A Content Identifier, or CID, is a self-describing, deterministic, content-addressed identifier. This simple data structure contains a cryptographic fingerprint, identifies the hash algorithm used to produce it, and specifies how the data is serialized. While a URL answers “where can I find this?”, a CID answers “what is this?” The same bytes and parameters always produce the same CID. Even a single-bit change results in a completely different one.

Content-addressable storage lets you find information based on its content, not its name or location. In these systems, data goes through a cryptographic hash function to create a unique key called the "content address." You use this key to find and retrieve the data. Since the same content always gives the same key, duplicates are easy to spot, and any change creates a new key, which helps ensure data integrity. CIDs are a type of content address, but they also include extra details that explain how the address was made.

History and Background

The idea of identifying data by its hash is older than the web and is many of the systems and tools we use. Git, created in 2005, stores every commit, tree, and blob as objects identified by their SHA-1 hashes. BitTorrent uses content hashes to verify pieces across a distributed swarm. Both systems proved that content-addressed storage works at scale.

Both Git and BitTorrent use a single baked-in hash algorithm and a single data format. Where that becomes a problem (and it inevitably does) is upgrading. Git’s ongoing SHA-1 migration is a cautionary tale: a decade-long effort to move to SHA-256, complicated by the fact that SHA-1 was wired into the format at every level. There was no way for a Git object to announce which hash algorithm it used, because the system assumed there would be only one.

▶ [Problem set]
A – Retype the passage on content identifiers, starting at "The idea of" and ending at "be only one.".
B – Write what comes next in the passage on content identifiers, picking up after its final sentence.
The lines after this point come from a separate source.

▶ [Material provided]
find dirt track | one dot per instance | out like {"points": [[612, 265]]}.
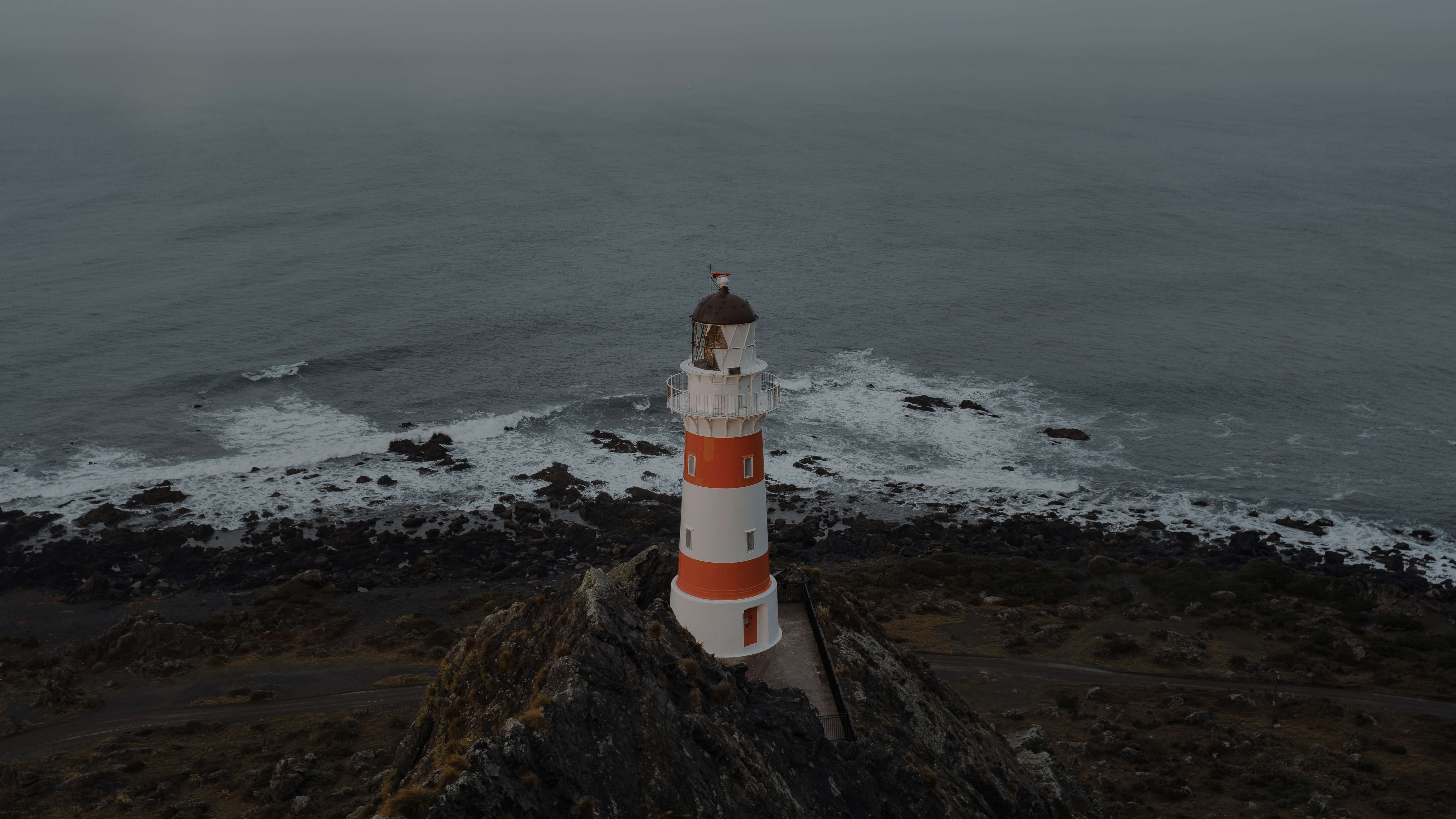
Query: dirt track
{"points": [[88, 728], [1068, 672]]}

▶ [Results for each task]
A –
The idea of identifying data by its hash is older than the web and is many of the systems and tools we use. Git, created in 2005, stores every commit, tree, and blob as objects identified by their SHA-1 hashes. BitTorrent uses content hashes to verify pieces across a distributed swarm. Both systems proved that content-addressed storage works at scale.

Both Git and BitTorrent use a single baked-in hash algorithm and a single data format. Where that becomes a problem (and it inevitably does) is upgrading. Git’s ongoing SHA-1 migration is a cautionary tale: a decade-long effort to move to SHA-256, complicated by the fact that SHA-1 was wired into the format at every level. There was no way for a Git object to announce which hash algorithm it used, because the system assumed there would be only one.

B –
IPFS and Protocol Labs

The InterPlanetary File System emerged from Juan Benet’s work at Stanford, with a whitepaper published on arXiv in July 2014, and Protocol Labs was founded the same year as part of the Y Combinator S14 batch. The IPFS alpha shipped in early 2015.

Early IPFS used simple base58btc-encoded multihashes as identifiers like the Qm... strings that many developers still know. These worked well for IPFS’s first use case, which was content-addressed file storage. But as the project grew to link data formats such as Ethereum blocks, Git objects, and CBOR structures, identifiers needed to include format information alongside the hash. A plain multihash could tell you which hash algorithm was used, but not how to interpret the data it pointed to.

The Multiformats project

Protocol Labs started the Multiformats project around 2016. This is a group of self-describing protocols created to solve the “hardcoded assumptions” problem that affected earlier systems. The family includes three main parts.

Multihash wraps hash digests with a function code and length prefix, making the hash algorithm self-describing. Multicodec provides a table of type identifiers encoded as varint prefixes, making content formats self-describing. Multibase prefixes string-encoded data with a character indicating the base encoding, making the text representation self-describing.

All three follow the same design idea: each begins with its own decoding instructions. You don’t need any outside information.

CIDs: combining the pieces

In 2016-2017, from discussions in the ipfs/specs repository, multicodec and multihash were combined into a single compact identifier, the CID.

CIDv0 kept backward compatibility with existing IPFS multihashes. A CIDv0 is always in dag-pb format, always uses SHA-256, and is always encoded as base58btc. Since the hash function and codec were fixed, there was no need for extra fields to identify them.

CIDv1 added clear version, codec, and multibase fields, making identifiers fully self-describing and ready for future changes. A CIDv1 can use any hash function, any codec, and any base encoding. The identifier itself gives you all the information needed to decode it.

The canonical CID specification lives at multiformats/cid on GitHub, licensed CC-BY 3.0 by Protocol Labs.

IPLD: the data model layer

IPLD, which stands for InterPlanetary Linked Data, formalized the data model for content-addressed linked data at about the same time. IPLD treats all hash-linked data structures—such as IPFS files, Ethereum state trees, and Git repositories—as parts of a single information space, with CIDs as the universal link type. When you follow a CID link, the codec tells you how to decode the target, and the multihash tells you how to verify it.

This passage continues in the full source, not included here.